__To do__.
Which lines in the data below contain the string "accent"? Copy every one of them, treating uppercase and lowercase as different.

__Records for processing__.
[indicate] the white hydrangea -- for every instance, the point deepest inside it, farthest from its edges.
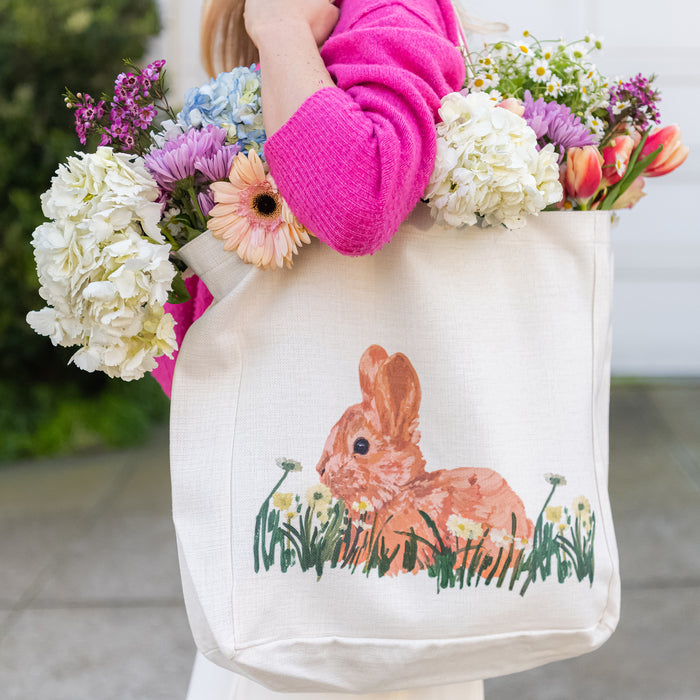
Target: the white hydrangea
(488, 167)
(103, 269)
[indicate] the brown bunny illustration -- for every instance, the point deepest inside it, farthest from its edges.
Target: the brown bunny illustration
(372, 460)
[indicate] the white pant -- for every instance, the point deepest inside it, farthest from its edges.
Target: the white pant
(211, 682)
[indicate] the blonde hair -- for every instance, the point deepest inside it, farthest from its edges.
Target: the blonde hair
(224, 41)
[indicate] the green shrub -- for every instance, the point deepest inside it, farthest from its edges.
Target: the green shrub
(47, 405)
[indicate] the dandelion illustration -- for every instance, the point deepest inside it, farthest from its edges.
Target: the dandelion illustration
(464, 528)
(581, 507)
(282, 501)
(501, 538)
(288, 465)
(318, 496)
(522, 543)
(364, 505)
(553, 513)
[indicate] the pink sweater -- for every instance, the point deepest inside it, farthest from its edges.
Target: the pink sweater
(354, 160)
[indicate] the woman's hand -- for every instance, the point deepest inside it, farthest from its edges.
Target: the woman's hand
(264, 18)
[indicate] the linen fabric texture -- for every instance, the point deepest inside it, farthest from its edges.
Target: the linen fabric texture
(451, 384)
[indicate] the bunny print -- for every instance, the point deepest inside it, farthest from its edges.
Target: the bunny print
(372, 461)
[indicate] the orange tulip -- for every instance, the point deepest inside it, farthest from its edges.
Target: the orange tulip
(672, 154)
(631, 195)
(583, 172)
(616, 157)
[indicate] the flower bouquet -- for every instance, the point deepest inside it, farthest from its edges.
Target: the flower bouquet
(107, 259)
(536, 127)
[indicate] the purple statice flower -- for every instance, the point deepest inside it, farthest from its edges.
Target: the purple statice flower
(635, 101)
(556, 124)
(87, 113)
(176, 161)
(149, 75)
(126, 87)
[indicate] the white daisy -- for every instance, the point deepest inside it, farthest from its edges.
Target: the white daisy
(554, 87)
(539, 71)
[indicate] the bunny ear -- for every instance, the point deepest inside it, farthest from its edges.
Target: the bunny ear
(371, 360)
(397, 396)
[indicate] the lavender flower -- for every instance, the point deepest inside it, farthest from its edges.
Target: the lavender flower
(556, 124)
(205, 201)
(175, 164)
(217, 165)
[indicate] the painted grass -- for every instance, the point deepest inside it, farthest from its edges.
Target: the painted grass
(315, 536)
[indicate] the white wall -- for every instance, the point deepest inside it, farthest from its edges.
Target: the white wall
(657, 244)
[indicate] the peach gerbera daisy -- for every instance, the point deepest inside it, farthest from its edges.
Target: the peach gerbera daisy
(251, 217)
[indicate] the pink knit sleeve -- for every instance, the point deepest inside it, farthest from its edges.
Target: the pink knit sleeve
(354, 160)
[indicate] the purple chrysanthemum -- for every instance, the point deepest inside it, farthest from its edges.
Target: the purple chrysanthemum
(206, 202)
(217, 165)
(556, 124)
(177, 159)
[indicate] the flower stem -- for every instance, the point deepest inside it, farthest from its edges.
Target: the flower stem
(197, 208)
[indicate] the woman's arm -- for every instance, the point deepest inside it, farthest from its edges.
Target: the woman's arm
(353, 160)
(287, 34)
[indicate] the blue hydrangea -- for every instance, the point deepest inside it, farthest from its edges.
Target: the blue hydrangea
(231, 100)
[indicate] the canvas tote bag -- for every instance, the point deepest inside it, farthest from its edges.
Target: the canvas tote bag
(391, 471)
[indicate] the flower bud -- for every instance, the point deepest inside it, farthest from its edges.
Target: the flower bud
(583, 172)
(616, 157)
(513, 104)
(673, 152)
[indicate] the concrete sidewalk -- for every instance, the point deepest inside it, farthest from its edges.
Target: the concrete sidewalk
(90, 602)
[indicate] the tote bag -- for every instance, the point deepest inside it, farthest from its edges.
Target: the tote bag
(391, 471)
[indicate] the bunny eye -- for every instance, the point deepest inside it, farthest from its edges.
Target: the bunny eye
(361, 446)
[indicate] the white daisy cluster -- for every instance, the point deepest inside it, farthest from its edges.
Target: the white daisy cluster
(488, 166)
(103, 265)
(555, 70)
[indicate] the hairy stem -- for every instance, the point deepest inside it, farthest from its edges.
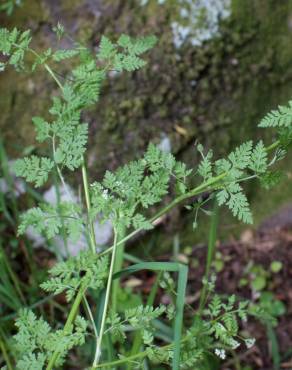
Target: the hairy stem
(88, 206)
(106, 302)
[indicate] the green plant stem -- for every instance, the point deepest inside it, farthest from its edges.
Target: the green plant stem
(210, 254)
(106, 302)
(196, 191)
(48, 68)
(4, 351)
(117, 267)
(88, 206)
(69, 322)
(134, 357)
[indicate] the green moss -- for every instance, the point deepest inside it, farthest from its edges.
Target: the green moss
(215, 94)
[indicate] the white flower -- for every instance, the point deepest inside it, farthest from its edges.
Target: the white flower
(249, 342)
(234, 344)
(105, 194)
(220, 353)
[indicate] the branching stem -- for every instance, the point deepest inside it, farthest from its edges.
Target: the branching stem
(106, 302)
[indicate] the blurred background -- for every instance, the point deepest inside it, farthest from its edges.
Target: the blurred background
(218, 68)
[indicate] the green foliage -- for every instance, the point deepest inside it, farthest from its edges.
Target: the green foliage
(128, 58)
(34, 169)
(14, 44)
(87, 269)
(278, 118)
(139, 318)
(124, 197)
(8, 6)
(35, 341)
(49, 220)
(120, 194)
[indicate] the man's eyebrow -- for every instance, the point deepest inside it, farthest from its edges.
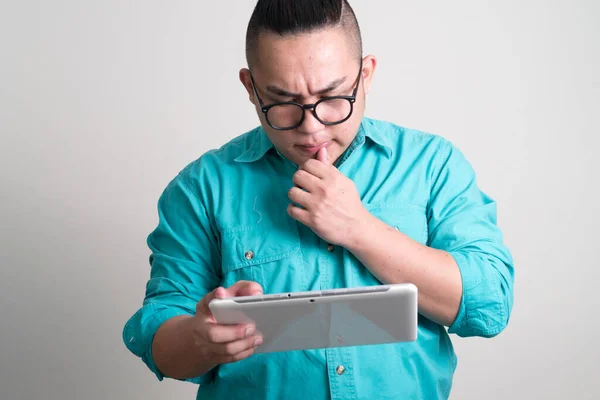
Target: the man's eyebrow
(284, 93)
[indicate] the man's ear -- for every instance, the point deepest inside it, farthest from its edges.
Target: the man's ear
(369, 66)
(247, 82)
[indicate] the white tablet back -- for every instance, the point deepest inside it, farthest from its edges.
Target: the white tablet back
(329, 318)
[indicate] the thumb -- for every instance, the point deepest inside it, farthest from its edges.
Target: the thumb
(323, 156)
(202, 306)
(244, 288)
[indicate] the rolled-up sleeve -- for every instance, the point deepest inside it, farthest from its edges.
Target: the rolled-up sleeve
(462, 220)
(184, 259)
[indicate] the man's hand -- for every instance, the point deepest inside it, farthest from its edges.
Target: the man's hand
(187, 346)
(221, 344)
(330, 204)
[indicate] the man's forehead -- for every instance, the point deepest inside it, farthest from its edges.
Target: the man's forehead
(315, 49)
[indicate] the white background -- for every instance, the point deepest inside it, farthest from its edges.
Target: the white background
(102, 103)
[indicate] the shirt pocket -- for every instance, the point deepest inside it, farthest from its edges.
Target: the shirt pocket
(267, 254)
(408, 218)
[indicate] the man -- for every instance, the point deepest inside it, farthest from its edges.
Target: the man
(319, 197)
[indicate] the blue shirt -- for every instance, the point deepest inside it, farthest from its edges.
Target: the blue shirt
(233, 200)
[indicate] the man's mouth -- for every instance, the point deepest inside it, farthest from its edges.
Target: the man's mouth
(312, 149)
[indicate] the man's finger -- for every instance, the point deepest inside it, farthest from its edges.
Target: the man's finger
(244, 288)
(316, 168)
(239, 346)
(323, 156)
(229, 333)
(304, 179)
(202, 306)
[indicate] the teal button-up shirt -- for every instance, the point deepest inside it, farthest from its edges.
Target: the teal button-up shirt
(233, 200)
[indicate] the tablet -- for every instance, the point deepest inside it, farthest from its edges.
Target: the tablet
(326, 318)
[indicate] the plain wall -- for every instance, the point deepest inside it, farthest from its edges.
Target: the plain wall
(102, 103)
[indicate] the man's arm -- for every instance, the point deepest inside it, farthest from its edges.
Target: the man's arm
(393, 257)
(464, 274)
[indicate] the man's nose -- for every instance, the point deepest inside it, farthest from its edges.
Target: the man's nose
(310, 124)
* * *
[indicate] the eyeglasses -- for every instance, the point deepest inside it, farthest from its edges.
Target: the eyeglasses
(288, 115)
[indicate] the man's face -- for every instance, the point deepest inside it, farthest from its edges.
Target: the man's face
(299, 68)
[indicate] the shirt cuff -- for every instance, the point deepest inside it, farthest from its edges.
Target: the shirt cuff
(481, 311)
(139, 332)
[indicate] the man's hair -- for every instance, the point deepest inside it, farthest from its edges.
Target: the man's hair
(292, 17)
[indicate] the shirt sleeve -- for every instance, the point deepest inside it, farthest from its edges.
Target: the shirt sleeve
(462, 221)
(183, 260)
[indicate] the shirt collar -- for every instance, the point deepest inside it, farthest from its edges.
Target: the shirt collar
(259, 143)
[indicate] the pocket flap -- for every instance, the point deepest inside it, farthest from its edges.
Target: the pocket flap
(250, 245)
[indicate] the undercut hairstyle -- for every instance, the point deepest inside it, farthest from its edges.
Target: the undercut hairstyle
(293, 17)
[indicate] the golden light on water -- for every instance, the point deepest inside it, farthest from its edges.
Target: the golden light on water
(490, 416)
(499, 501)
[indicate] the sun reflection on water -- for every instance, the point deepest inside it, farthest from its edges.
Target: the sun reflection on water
==
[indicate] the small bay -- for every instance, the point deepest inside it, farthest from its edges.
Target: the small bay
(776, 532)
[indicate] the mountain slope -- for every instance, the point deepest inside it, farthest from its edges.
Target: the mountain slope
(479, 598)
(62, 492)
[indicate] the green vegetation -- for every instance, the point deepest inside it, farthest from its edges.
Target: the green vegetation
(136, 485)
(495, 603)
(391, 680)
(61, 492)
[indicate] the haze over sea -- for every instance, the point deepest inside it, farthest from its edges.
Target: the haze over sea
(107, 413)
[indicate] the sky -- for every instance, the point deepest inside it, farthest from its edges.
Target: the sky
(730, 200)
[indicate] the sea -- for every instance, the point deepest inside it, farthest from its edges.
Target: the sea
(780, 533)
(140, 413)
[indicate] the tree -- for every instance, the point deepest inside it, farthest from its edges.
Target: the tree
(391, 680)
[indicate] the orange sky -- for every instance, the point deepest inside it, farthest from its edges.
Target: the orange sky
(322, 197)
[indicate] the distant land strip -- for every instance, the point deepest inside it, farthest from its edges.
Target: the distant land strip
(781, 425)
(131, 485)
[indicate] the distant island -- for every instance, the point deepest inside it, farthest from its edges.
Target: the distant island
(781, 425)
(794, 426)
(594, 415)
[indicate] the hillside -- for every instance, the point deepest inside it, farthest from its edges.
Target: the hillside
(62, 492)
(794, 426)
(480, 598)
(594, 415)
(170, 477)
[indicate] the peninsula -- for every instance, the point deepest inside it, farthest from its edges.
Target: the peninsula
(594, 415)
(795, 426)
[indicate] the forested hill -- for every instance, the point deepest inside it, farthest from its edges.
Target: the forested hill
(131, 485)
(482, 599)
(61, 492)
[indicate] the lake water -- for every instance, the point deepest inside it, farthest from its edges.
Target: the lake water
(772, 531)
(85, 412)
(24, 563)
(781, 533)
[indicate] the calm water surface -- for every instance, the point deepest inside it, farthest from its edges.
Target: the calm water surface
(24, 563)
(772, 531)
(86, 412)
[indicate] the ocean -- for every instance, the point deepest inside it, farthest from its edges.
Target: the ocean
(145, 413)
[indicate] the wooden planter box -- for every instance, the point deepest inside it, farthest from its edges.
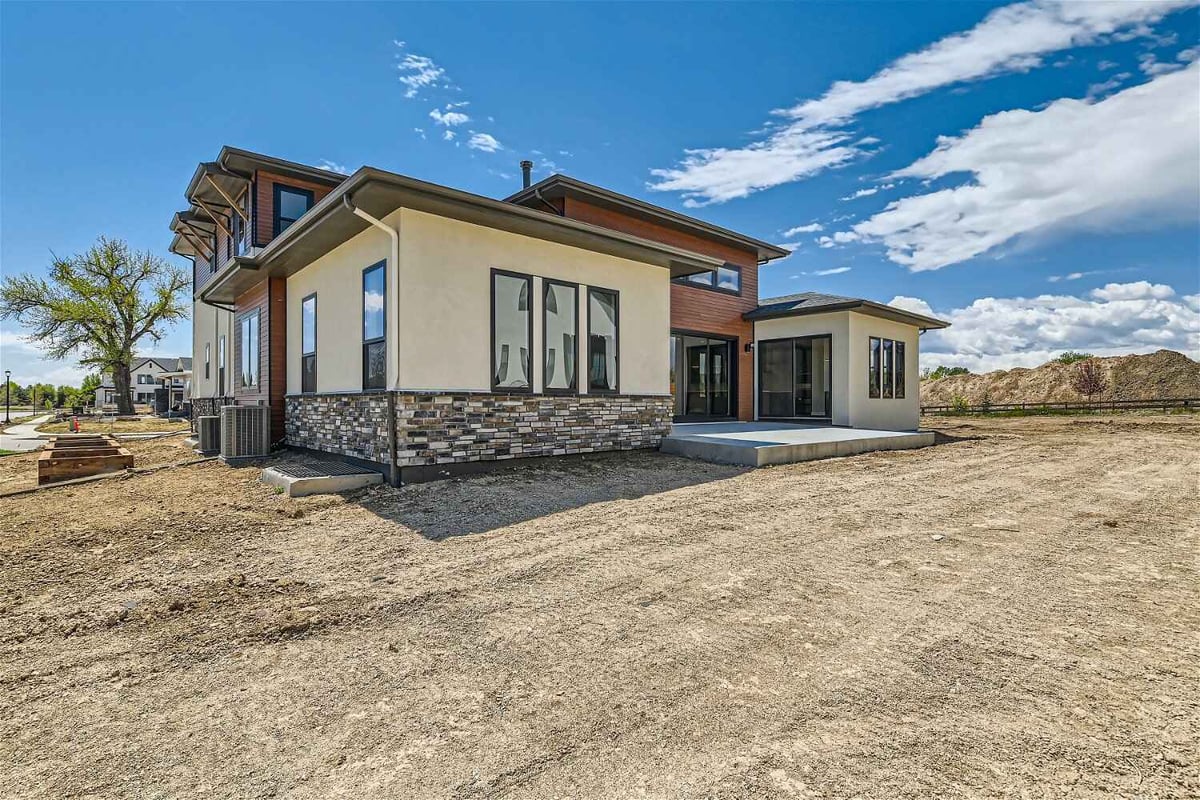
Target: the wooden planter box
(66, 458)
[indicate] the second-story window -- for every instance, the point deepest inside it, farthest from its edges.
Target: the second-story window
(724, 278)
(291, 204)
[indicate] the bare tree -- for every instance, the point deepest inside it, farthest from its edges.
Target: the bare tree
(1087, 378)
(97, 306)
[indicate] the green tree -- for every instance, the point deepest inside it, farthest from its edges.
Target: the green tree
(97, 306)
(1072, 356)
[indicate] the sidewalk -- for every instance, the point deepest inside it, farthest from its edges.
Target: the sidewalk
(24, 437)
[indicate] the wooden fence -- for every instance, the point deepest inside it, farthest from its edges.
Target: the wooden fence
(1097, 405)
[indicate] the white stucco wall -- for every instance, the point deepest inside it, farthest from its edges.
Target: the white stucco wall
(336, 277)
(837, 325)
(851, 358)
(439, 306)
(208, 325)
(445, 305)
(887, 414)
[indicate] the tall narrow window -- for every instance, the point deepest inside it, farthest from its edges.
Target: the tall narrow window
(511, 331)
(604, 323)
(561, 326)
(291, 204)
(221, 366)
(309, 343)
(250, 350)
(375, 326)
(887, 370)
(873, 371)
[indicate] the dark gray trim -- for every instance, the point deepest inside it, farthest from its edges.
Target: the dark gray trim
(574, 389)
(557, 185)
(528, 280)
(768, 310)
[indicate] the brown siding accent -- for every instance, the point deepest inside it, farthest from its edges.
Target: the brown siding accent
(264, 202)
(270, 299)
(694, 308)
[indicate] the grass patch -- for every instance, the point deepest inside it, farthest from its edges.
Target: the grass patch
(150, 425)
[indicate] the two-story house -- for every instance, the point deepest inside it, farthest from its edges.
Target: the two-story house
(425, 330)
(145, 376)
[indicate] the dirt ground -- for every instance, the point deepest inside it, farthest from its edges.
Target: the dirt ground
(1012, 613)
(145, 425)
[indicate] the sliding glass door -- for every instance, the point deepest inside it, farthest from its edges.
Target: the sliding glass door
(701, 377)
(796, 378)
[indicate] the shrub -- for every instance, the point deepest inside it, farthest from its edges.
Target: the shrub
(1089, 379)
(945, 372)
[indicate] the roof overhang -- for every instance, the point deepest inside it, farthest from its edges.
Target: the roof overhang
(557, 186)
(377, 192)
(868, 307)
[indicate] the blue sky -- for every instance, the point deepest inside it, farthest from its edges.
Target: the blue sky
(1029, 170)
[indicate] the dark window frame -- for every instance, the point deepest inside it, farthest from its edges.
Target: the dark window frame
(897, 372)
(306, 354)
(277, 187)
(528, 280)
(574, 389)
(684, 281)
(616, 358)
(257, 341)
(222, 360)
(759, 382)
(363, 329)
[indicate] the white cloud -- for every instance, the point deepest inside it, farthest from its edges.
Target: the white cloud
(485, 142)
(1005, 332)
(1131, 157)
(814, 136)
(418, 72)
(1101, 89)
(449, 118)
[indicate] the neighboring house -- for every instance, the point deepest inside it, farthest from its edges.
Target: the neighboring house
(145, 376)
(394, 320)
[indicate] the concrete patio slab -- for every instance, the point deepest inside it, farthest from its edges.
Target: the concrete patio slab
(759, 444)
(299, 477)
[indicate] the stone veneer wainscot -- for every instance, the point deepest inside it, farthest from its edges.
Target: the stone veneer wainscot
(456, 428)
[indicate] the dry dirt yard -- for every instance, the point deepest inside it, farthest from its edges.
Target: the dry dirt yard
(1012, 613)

__Exercise response__.
[indicate] the brown siding accent -- for every instance, the point deepest inside it, farthest from its edges.
Target: the brown siding accent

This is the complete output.